> Given exercise: Write out the material exactly, leaving every picture behind.
-- Start of Material shown --
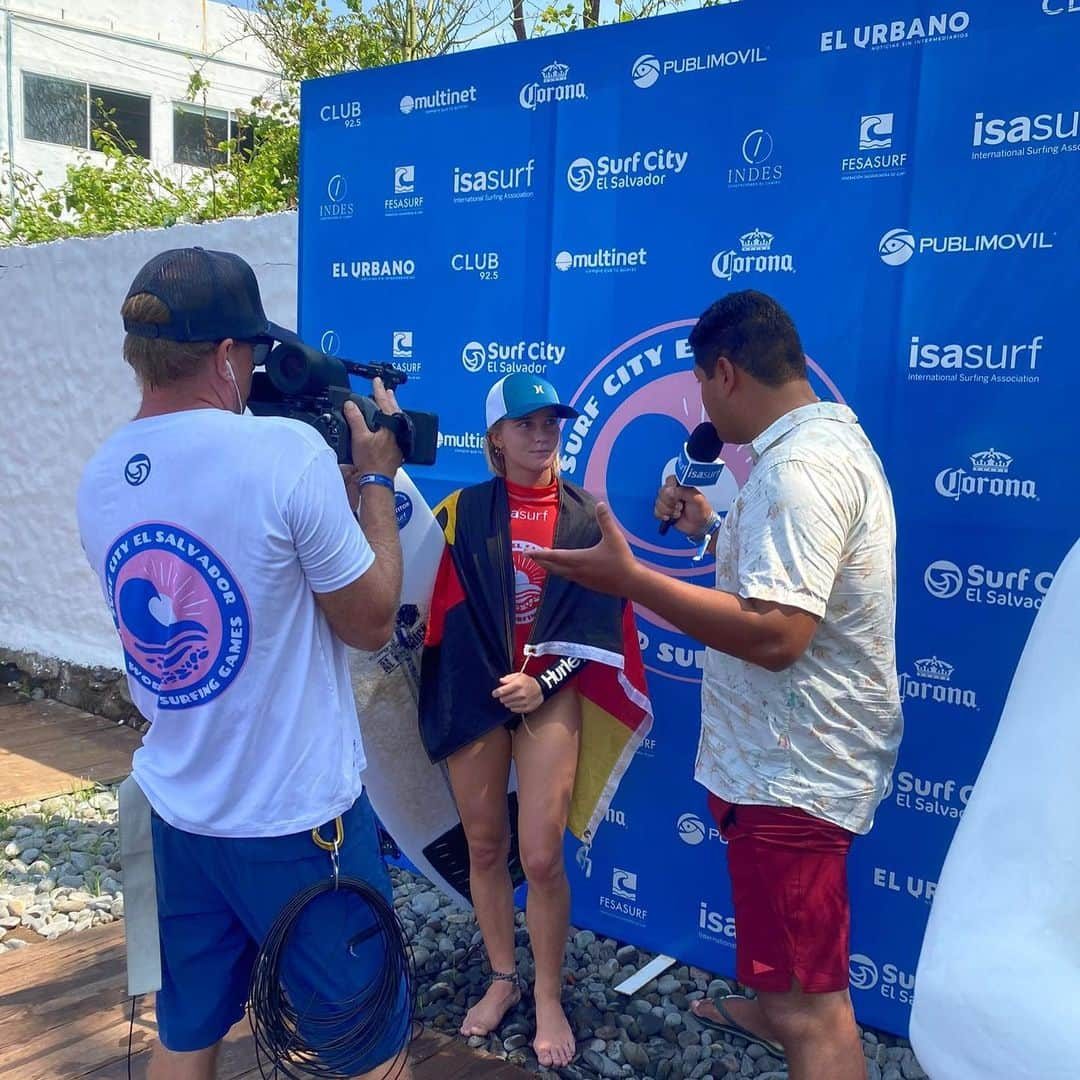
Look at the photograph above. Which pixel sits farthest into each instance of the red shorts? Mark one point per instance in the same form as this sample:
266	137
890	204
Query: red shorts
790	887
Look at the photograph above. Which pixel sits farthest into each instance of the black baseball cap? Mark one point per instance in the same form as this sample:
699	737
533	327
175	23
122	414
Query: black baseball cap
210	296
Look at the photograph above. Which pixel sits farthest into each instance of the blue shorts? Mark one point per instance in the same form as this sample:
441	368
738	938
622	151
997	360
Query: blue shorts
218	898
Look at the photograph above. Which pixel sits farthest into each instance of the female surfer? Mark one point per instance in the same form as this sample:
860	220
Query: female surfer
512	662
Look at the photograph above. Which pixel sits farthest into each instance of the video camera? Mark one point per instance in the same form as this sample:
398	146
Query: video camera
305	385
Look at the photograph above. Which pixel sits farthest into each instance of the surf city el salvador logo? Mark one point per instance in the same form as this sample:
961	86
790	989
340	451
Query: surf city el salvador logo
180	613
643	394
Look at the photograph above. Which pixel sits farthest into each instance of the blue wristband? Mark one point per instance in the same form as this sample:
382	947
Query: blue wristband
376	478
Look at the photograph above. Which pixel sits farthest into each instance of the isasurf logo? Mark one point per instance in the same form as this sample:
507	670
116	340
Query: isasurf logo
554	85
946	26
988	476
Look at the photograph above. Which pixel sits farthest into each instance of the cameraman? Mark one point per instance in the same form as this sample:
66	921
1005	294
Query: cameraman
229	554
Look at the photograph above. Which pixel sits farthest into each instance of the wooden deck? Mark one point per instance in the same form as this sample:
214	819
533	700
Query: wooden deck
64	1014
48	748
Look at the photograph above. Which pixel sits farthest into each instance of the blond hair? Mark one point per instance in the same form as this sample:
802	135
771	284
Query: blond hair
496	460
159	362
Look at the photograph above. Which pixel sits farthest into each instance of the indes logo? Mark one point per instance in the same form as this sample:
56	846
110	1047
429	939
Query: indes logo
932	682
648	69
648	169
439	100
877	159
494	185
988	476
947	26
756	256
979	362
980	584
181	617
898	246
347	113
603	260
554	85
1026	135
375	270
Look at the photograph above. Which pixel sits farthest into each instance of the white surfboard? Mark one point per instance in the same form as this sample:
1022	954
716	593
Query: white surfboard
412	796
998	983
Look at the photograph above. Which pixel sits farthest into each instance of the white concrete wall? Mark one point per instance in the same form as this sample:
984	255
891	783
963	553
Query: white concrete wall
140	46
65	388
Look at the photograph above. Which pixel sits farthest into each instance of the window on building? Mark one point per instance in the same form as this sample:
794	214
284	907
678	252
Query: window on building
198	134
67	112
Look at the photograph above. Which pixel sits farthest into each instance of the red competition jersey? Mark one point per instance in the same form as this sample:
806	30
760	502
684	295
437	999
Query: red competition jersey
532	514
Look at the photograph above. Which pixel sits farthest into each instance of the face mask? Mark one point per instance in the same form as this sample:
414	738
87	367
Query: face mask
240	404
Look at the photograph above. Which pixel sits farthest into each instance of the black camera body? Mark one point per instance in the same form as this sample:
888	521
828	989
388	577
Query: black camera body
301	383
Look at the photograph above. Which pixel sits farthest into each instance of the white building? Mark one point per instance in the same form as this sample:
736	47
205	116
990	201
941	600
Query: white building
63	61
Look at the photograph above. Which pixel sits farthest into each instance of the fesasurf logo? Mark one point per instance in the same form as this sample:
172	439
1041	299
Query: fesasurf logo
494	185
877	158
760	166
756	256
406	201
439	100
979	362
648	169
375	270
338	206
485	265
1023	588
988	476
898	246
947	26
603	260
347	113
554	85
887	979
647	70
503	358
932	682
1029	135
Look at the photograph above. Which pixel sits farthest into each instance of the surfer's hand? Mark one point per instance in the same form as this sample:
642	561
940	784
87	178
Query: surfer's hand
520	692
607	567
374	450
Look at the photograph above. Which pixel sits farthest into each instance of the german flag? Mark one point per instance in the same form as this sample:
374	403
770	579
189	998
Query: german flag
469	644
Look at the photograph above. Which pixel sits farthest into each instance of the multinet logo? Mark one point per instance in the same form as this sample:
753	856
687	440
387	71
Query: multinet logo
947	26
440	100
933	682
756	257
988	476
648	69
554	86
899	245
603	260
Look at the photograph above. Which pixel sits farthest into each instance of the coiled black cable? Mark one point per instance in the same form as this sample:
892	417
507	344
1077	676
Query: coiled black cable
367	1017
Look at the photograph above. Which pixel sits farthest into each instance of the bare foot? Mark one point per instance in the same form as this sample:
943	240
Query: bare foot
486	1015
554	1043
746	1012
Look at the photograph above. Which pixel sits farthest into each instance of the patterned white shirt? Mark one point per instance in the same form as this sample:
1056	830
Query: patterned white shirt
-- End of Material shown --
> Result:
Look at the photograph above. Which pixel sits farthest into each instance of the red shorts? Mark one point per instance in the same form as this sample:
266	137
890	204
Query: red shorts
790	887
Look at the photograph above. Which pixel sits farthest into each instance of the black baseball cap? Mark one point per instance in the same form as this sample:
699	737
533	327
175	23
122	414
Query: black baseball cap
210	296
Look at the photograph above. Which pixel sits farthest into each instance of the blue shorts? Mark one point per instance in the same form as this sample:
441	368
738	938
622	151
997	360
Query: blue shorts
218	898
Look at the photograph above. Which pixel sits farthest into each instance of the female surfer? Mark one point per instance in the same form as this sample:
860	220
Query: female surfer
512	662
Look at the photograph above. Which pixel sits farthest into each instance of the video camera? Mark one point per instance in the same form as this sample:
398	146
Query: video camera
305	385
Look at the photograph above. Which pixel sits farthest into each instance of the surf city el salvador logo? Mark one point per instance in the same form as this sample:
961	86
790	989
340	451
Query: surf city el salvador logo
180	613
643	394
Look at the photograph above. Which pixel sits farthest into each instance of the blue wristband? Mark one point per instance in the same form as this sample:
382	947
Query: blue wristband
376	478
Look at the photograph above. Which pixel sits farthest into each instance of the isasurf logo? Mark one point per instance in the same form as this sample:
507	670
116	340
Query: isasurf logo
554	85
946	26
988	476
Look at the photograph above. Which pixel sits farthest into each instance of the cameraman? Mark one point per instance in the same form as this sample:
66	921
1005	294
Query: cameraman
229	554
Look at the photograph above. Which pixel sits farthest into each instance of the wooden deck? Mark one point per instance in the same form as this sample:
214	819
533	700
Query: wooden deck
64	1014
48	748
Look at the photograph above. Which pixel sits farthest into each instance of the blond hair? Mark one point per instance in the same form as this sample:
802	135
771	284
Query: blond hair
496	460
159	362
Look at the photograph above. Which pixel sits farthest into each instance of the indes logo? Mark one point per instance in the same form as this sample:
56	846
110	1047
429	939
Query: indes logo
932	682
648	69
648	169
439	100
877	159
494	185
988	476
947	26
756	256
979	362
980	584
181	617
898	246
347	113
603	260
554	85
1026	135
375	270
Look at the photograph above. Which pixel sits farthest into each instance of the white surfboard? Mark one point per instance in the same form as this sample:
1022	954
716	593
Query: white surfboard
412	796
998	983
Look at the photograph above. Which pixel sits farthest into each instance of the white concrete wall? Mark one point per instance in the same form as this sample:
984	255
891	783
963	553
Query: white concrete wall
140	46
65	388
Look at the photograph above. Which pixel sits farthest into each instance of the window on building? Mark one point per instance in the same form as this sample:
794	214
284	907
678	252
Query: window on building
198	134
67	112
Look at the photograph above. Which pixel sits farthest into each instance of the red competition jersey? Mark one point per instance in the same form as this sample:
806	30
760	502
684	295
437	999
Query: red competition jersey
532	514
Look at the photograph above. Which pixel sits farthest into each instance of the face mask? Mark one point per instance in the same form as this sample:
414	738
87	367
Query: face mask
240	404
Look at the photograph above. Which pixel sits farthest into each instance of the black camera body? Mark one point per instance in the same form as this sample:
888	521
828	989
388	577
Query: black camera body
301	383
Look at the photograph above. Which pixel sits farthest into each instance of the white building? Mark one point per instance in the same form as this sample:
736	47
205	116
990	201
941	600
Query: white building
63	61
Look at the photograph above. Which pixel sits farthest into each instance of the fesasurf logo? Mark one point per instance in the same form as this sample:
172	439
1041	299
Query: fesasurf logo
494	185
877	158
760	166
756	256
406	201
439	100
979	362
648	169
375	270
338	206
485	265
1023	588
988	476
898	246
947	26
603	260
347	113
554	85
887	979
647	70
503	358
932	682
1029	135
Look at the photograph above. Which pixel sits farthest into each instance of the surfer's hand? Mark one point per instance in the same form as this sample:
642	561
940	784
87	178
Query: surfer's hand
520	692
607	567
374	450
Look at the photograph above. Which pixel sits farthest into each instance of the german flag? Mark one point per instance in the same form as this sample:
374	403
770	579
189	998
Query: german flag
469	644
Look at the photograph above. Which pixel sits farthest into each instance of the multinet logo? Mark one point per instance in the same form as this sample:
753	856
687	440
387	71
Query: multinet logo
947	26
440	100
933	682
756	257
988	476
648	69
554	86
899	245
603	260
Look at the photograph above. Which pixel sits farthest into each instance of the coiled black cable? Mark one point per instance in the same form as this sample:
892	417
507	344
1077	676
Query: coiled black cable
367	1017
Look at the photograph above. Which pixel sits farthest into each instance of the bare foot? Mark one point per instance in the same form as this sample:
943	240
Query: bare foot
486	1015
554	1043
746	1012
Look at the photograph above. Which pixel sits farthest into each instance of the patterned white shirt? Mark one point per instance in the same form as this sample:
1056	830
Query: patterned white shirt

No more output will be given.